REQUEST ->
Repeat everything from the line containing "Task: put a single marker on each instance of the helmet" down to the line containing "370), (457, 370)]", both of those lines included, with nothing changed.

>>>

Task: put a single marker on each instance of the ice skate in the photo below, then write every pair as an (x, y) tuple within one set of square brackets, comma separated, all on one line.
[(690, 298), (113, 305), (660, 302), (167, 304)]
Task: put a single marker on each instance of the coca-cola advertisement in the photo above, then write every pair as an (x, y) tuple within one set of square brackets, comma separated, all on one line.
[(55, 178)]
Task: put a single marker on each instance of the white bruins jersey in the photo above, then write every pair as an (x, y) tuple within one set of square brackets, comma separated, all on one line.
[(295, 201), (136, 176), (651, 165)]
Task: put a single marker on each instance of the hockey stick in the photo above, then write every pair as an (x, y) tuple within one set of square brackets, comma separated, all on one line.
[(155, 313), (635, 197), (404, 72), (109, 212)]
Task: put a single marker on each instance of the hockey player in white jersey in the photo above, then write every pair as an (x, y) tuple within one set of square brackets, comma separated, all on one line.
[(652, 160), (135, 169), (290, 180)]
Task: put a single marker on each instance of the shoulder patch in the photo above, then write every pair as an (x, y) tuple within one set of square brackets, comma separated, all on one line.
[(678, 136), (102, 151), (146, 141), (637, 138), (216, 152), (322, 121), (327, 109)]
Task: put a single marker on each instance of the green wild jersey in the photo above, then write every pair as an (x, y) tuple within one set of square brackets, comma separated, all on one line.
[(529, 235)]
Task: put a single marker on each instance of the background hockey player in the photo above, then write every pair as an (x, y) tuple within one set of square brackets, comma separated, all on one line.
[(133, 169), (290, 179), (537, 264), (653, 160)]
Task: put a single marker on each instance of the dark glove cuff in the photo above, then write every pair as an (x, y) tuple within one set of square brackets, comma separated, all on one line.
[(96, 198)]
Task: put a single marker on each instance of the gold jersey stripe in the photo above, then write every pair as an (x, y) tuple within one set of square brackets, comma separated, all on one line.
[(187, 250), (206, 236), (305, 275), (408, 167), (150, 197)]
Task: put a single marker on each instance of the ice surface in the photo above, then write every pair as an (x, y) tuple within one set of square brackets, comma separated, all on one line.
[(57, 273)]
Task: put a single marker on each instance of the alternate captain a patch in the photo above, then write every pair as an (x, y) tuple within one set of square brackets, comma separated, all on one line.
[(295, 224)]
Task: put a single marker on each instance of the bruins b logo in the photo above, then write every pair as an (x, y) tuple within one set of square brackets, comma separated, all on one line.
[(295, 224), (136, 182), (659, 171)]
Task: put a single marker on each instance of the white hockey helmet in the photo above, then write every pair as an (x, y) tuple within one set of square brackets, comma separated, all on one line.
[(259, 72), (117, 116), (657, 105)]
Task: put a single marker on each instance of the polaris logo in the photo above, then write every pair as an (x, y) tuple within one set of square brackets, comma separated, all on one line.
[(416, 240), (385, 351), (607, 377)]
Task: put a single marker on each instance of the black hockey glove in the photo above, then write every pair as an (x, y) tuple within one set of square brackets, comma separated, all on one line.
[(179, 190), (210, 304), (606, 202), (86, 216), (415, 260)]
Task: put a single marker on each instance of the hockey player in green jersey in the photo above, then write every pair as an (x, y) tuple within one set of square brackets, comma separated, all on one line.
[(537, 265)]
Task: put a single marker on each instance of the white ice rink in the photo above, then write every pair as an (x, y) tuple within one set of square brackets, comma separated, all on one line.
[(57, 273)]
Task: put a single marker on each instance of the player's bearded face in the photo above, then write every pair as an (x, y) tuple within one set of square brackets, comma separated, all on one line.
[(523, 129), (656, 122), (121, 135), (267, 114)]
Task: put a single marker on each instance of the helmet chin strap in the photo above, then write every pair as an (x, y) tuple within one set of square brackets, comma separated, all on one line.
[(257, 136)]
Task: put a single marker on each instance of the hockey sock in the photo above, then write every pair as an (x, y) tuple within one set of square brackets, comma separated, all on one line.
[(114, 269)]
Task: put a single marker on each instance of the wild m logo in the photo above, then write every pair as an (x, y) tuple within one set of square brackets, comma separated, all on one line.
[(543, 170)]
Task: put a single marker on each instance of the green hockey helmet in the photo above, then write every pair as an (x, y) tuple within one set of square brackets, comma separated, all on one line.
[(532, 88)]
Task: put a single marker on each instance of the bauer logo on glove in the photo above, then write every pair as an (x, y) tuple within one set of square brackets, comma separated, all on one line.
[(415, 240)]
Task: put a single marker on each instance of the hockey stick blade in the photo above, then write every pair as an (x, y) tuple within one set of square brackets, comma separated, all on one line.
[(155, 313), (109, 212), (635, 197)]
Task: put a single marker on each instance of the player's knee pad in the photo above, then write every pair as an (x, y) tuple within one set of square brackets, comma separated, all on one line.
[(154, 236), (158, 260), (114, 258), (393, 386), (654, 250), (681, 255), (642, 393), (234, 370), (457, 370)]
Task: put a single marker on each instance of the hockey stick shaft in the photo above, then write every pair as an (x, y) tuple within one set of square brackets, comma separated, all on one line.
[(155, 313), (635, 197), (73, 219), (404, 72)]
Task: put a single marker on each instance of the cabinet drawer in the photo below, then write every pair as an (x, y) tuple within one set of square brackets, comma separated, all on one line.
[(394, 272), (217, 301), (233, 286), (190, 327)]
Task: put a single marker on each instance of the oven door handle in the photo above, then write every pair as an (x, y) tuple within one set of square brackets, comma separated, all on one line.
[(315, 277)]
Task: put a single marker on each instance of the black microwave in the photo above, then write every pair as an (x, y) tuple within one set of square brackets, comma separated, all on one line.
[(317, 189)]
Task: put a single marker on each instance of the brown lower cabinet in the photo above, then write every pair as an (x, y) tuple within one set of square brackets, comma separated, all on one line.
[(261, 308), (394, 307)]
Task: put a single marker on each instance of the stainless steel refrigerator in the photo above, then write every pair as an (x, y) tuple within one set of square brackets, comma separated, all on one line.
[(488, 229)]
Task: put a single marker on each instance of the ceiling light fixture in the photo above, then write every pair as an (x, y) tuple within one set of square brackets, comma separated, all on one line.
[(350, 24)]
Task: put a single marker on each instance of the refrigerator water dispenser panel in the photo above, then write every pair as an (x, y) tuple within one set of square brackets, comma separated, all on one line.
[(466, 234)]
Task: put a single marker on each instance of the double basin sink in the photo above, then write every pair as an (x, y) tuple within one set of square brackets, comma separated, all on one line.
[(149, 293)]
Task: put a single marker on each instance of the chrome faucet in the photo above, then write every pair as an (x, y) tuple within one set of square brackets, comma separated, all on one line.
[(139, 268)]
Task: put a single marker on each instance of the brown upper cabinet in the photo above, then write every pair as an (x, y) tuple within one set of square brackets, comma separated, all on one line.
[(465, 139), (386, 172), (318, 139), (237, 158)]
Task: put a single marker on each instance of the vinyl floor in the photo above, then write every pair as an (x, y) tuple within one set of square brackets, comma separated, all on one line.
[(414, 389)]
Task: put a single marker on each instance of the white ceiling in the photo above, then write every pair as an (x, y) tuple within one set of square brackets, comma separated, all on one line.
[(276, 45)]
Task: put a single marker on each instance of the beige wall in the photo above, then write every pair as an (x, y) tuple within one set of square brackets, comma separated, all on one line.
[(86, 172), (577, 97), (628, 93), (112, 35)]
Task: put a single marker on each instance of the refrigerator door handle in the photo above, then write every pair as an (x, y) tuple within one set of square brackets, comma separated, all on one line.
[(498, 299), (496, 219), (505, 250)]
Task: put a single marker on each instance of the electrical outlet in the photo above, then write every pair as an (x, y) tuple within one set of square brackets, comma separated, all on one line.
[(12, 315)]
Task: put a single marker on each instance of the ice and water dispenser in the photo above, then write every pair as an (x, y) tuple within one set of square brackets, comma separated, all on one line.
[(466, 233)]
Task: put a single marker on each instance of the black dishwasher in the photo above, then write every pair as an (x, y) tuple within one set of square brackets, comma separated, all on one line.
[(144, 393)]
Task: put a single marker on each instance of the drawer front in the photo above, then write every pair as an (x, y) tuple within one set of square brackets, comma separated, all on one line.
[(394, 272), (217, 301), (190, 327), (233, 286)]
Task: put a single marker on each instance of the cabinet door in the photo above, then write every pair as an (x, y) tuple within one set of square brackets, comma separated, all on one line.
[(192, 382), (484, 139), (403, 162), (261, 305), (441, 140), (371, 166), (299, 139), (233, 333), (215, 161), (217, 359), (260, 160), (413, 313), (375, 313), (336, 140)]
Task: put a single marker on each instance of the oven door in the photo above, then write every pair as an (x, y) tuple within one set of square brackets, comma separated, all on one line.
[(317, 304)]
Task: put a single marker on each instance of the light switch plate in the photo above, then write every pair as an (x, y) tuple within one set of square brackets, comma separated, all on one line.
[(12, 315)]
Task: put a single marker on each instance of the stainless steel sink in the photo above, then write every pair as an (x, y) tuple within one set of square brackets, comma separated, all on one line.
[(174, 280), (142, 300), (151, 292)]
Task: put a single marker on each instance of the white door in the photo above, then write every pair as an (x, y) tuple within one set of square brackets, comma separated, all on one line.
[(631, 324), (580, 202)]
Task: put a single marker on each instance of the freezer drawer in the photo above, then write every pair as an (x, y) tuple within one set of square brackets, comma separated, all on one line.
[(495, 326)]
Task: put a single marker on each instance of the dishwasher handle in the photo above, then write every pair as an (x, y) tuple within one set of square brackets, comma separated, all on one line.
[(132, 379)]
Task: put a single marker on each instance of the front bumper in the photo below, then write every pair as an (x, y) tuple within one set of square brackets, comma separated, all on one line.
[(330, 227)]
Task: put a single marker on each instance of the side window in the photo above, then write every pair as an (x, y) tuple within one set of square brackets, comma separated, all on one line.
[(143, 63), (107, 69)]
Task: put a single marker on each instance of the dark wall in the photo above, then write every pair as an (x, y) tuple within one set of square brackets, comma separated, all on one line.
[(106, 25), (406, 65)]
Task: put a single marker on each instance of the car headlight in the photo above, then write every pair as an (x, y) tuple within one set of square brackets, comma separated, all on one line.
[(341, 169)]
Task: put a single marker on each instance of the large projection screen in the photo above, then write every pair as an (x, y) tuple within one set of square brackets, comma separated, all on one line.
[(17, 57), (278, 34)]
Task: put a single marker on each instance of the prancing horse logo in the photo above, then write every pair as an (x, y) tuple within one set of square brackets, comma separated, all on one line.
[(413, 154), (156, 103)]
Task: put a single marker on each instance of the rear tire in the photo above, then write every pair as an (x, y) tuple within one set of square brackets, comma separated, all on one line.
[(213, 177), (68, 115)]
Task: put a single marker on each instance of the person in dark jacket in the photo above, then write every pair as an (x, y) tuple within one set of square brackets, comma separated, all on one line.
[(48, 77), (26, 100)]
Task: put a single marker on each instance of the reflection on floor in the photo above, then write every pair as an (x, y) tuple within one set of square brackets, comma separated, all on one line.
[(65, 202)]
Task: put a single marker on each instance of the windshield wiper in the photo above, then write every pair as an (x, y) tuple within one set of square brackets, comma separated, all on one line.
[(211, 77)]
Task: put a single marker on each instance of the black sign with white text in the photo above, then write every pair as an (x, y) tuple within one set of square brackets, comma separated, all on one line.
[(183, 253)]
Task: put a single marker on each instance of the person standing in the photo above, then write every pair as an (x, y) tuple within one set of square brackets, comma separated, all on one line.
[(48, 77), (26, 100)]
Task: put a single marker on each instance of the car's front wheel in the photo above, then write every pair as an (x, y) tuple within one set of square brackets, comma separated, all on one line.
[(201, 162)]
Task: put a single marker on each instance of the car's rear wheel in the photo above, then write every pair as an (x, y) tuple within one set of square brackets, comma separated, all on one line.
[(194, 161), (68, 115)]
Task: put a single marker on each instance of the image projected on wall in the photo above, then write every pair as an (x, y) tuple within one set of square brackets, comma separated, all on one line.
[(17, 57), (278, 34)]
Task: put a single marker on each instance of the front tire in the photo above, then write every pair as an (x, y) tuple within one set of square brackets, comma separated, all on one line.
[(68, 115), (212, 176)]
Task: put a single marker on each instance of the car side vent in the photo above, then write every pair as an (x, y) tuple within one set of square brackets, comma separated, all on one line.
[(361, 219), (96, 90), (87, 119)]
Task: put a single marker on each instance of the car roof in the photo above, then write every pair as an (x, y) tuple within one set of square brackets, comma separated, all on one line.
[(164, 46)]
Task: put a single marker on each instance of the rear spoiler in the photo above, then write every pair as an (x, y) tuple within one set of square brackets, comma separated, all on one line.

<<<

SOLUTION ->
Task: put a single marker on each instance of the helmet chin strap in the photo above, then write every pair as an (x, y) tuple within one set of square brackets, comma separated, all on one line.
[(257, 136)]
Task: put a single marker on each instance of the hockey sock in the photo above, then write every pair as an (x, y) tuple within one set of square brackets, comma separated, all on one line.
[(114, 269)]
Task: put a single marker on each instance of the wild m logo in the photo above, then write every pair as an (x, y) tuple within one set of square brackets, comma separated, all on one line.
[(543, 170)]
Task: put a single marker on each instance of the green hockey helmet in the photo above, then write every pair as an (x, y) tuple within one set of square brackets, comma separated, all on one line.
[(532, 88)]
Task: put a single marker on each instance of the bauer logo on glove in the photo above, then write every pair as an (x, y) tuple within one set of square brackets, comma separated, all on one line.
[(415, 240)]
Task: put a single marker on each instance of the hockey stick blade in the photo above, then write every pair as an (x, y) tuple within one set of square brackets, comma separated, all on one line.
[(155, 313), (109, 212), (635, 197)]
Task: put a single marker on each instance of the player's knee pad in the photo above, then write every pair as an (x, y) tuple within one set of square brackets, comma separated, all on one line.
[(154, 236), (158, 260), (114, 258), (393, 386), (654, 250), (681, 255), (642, 393), (234, 370), (457, 370)]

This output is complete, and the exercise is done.